Copy the lines below word for word, taking only the stretch from the line that contains "Point out every instance of the man's ear" through the line that contains "x=424, y=86", with both of those lines included.

Data entries:
- - - -

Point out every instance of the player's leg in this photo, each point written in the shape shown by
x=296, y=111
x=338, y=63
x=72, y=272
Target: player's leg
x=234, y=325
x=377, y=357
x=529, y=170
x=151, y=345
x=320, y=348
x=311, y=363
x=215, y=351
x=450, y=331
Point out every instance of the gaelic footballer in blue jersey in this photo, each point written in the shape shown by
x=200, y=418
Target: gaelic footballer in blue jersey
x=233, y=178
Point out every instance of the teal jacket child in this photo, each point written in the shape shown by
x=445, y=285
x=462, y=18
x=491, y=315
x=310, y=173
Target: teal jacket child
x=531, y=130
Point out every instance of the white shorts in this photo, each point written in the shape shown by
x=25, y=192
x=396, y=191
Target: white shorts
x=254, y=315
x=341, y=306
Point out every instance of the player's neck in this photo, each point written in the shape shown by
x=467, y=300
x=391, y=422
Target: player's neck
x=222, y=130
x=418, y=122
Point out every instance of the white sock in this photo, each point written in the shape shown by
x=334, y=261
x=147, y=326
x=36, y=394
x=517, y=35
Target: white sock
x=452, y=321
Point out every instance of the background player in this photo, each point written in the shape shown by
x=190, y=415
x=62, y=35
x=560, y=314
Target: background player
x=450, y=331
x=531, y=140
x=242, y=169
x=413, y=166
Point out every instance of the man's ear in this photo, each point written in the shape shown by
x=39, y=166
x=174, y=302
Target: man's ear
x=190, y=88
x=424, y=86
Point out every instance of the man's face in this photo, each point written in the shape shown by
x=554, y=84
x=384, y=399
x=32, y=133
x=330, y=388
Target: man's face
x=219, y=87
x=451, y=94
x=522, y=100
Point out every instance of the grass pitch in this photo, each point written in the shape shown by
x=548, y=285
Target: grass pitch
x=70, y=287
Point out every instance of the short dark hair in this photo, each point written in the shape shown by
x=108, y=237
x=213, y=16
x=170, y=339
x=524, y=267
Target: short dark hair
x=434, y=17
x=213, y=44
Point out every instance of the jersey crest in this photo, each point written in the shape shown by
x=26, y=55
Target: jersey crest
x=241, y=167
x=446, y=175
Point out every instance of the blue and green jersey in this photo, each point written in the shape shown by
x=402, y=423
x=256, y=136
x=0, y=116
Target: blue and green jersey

- - - -

The output:
Point out every instance of the man's ear in this photo, each point written in the shape shown by
x=39, y=166
x=174, y=302
Target: man's ear
x=190, y=88
x=424, y=86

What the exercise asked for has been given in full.